(Collected data entries)
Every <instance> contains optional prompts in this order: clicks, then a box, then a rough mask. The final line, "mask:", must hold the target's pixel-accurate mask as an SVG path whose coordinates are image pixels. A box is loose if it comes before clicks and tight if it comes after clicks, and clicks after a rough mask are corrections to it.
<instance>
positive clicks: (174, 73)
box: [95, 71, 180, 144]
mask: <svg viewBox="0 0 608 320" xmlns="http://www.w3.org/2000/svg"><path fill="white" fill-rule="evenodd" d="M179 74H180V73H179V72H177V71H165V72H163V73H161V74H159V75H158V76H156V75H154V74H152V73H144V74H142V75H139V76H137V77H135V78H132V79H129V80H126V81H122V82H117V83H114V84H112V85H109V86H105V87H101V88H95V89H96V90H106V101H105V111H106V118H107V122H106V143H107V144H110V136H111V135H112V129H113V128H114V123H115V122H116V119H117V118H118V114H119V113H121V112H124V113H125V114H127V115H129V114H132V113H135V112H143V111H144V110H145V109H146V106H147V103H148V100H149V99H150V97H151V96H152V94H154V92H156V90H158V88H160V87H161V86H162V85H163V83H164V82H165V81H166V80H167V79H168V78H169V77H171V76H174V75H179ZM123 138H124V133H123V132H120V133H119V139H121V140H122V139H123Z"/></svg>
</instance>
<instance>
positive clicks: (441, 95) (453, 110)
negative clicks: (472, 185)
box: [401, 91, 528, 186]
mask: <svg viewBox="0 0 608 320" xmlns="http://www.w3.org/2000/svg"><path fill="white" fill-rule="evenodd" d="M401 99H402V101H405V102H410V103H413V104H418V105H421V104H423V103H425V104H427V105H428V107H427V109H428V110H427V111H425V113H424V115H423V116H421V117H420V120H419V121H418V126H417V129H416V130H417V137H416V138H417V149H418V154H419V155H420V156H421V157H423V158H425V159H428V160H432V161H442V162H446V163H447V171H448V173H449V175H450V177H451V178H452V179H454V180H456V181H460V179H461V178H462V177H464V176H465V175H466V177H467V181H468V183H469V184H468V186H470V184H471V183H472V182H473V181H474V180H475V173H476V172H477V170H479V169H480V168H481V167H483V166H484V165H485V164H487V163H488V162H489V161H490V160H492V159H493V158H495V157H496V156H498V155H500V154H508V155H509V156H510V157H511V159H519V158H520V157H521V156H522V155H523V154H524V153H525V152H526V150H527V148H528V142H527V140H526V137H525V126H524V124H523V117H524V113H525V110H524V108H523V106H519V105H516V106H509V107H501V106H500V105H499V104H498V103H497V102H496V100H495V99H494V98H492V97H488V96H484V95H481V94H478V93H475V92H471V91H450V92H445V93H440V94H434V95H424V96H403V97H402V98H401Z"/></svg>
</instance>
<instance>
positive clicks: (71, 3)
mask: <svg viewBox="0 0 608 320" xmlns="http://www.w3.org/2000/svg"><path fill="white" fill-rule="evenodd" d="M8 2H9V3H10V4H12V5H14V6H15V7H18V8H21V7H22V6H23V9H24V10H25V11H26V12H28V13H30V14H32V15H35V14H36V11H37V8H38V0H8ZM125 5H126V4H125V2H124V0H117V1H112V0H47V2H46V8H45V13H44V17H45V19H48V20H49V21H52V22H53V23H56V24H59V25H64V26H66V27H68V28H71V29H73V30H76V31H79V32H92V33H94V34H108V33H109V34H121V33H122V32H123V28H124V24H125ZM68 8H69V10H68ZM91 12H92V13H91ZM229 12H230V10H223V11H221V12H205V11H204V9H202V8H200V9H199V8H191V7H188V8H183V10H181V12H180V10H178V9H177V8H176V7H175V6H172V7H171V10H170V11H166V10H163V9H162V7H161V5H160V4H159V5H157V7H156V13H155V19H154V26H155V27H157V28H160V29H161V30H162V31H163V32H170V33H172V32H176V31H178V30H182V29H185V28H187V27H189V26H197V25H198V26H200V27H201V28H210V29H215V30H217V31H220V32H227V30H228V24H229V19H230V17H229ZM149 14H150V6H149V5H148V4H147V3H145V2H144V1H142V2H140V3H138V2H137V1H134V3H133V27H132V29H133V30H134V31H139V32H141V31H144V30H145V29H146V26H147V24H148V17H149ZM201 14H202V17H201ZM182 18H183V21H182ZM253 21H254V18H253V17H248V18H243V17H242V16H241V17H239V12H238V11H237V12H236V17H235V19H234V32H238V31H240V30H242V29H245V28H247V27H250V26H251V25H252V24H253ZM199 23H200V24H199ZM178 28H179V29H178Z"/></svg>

_ACTIVITY_
Exact copies of all the records are required.

_TASK ANSWER_
Every <instance> contains optional prompts in this order: clicks, then a box, then a rough mask. The final line, "mask:", must hold the target's pixel-accurate mask as an SVG path whose coordinates are image pixels. A box is loose if it comes before clicks and tight if it comes after clicks, and clicks after a rough mask are corrections to it.
<instance>
positive clicks: (174, 73)
box: [95, 71, 180, 144]
mask: <svg viewBox="0 0 608 320" xmlns="http://www.w3.org/2000/svg"><path fill="white" fill-rule="evenodd" d="M179 74H180V73H179V72H177V71H165V72H163V73H161V74H159V75H158V76H156V75H154V74H152V73H144V74H142V75H139V76H137V77H135V78H132V79H129V80H126V81H122V82H117V83H114V84H112V85H109V86H105V87H101V88H95V89H96V90H106V101H105V111H106V118H107V122H106V143H107V144H110V136H111V135H112V129H113V128H114V123H115V122H116V119H117V118H118V114H119V113H121V112H124V113H125V114H127V115H129V114H132V113H135V112H143V111H144V110H145V109H146V106H147V103H148V100H149V99H150V97H151V96H152V94H154V92H156V90H158V88H160V87H161V86H162V85H163V83H164V82H165V81H166V80H167V79H168V78H169V77H171V76H174V75H179ZM123 138H124V133H123V132H120V133H119V139H121V140H122V139H123Z"/></svg>
</instance>
<instance>
positive clicks: (441, 95) (453, 110)
negative clicks: (472, 185)
box: [401, 91, 528, 186]
mask: <svg viewBox="0 0 608 320" xmlns="http://www.w3.org/2000/svg"><path fill="white" fill-rule="evenodd" d="M401 99H402V101H405V102H410V103H413V104H418V105H421V104H423V103H425V104H427V105H428V107H427V109H428V110H427V111H425V113H424V115H423V116H421V117H420V120H419V121H418V126H417V129H416V130H417V137H416V138H417V149H418V154H419V155H420V156H421V157H423V158H425V159H428V160H432V161H442V162H446V163H447V171H448V173H449V175H450V177H451V178H452V179H454V180H456V181H460V179H461V178H462V177H464V176H465V175H466V177H467V181H468V183H469V184H468V186H470V184H471V183H472V182H473V181H474V180H475V173H476V172H477V170H479V169H480V168H481V167H483V166H484V165H485V164H487V163H488V162H489V161H490V160H492V159H493V158H495V157H496V156H498V155H500V154H508V155H509V156H510V157H511V159H519V158H520V157H521V156H522V155H523V154H524V153H525V152H526V150H527V148H528V142H527V140H526V137H525V126H524V124H523V117H524V113H525V110H524V108H523V106H519V105H516V106H509V107H501V106H500V105H499V104H498V103H497V102H496V100H495V99H494V98H492V97H488V96H484V95H481V94H478V93H475V92H471V91H450V92H445V93H440V94H434V95H424V96H403V97H402V98H401Z"/></svg>
</instance>
<instance>
positive clicks: (71, 3)
mask: <svg viewBox="0 0 608 320" xmlns="http://www.w3.org/2000/svg"><path fill="white" fill-rule="evenodd" d="M8 2H9V3H10V4H12V5H14V6H15V7H18V8H21V7H22V6H23V9H24V10H25V11H26V12H28V13H30V14H32V15H35V14H36V11H37V8H38V0H8ZM125 5H126V4H125V2H124V0H117V1H112V0H47V2H46V8H45V13H44V17H45V19H48V20H49V21H52V22H53V23H56V24H59V25H64V26H66V27H68V28H71V29H73V30H76V31H79V32H92V33H94V34H108V33H109V34H121V33H122V32H123V28H124V24H125ZM68 8H69V10H68ZM91 12H92V13H91ZM229 12H230V10H223V11H221V12H205V11H204V9H202V8H200V9H199V8H191V7H188V8H183V10H181V12H180V10H178V9H177V8H176V7H175V6H172V7H171V10H170V11H166V10H163V9H162V7H161V5H160V4H159V5H157V7H156V13H155V19H154V26H155V27H157V28H160V29H161V30H162V31H163V32H170V33H172V32H176V31H178V30H182V29H185V28H187V27H189V26H197V25H198V26H200V27H201V28H210V29H215V30H217V31H220V32H227V30H228V24H229V19H230V17H229ZM149 14H150V6H149V5H148V4H147V3H145V2H144V1H142V2H140V3H138V2H137V1H134V3H133V27H132V29H133V30H134V31H139V32H141V31H144V30H145V29H146V26H147V24H148V17H149ZM201 14H202V17H201ZM182 18H183V21H182ZM253 21H254V18H253V17H248V18H243V17H242V16H241V17H239V12H238V11H237V12H236V17H235V19H234V32H238V31H240V30H242V29H245V28H247V27H250V26H251V25H252V24H253ZM199 23H200V24H199ZM178 28H179V29H178Z"/></svg>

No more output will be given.